- [Task brief]
Take the material below and output exactly the run of lines from the one containing "Target: woman in dark hat" down to the one containing "Target: man in pinstriped suit", with both included.

- [Records for the task]
——————

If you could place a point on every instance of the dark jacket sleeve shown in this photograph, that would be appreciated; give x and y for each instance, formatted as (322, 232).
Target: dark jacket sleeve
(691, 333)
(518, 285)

——————

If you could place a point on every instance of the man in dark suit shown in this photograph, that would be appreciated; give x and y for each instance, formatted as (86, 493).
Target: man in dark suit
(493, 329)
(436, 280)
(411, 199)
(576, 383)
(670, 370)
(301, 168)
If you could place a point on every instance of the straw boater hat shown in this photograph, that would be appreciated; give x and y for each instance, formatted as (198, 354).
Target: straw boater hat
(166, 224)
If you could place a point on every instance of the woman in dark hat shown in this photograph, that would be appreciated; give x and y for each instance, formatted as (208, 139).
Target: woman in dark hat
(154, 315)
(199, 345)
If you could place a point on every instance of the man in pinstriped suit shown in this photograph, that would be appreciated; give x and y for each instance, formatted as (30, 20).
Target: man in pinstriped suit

——————

- [Reply]
Target: woman in dark hat
(154, 315)
(199, 345)
If you could place a point on every instance of the man in pinstriped suit shown in this photograph, that would be appreciated; give x and y for each instance, formatted as (30, 20).
Target: man in pinstriped suit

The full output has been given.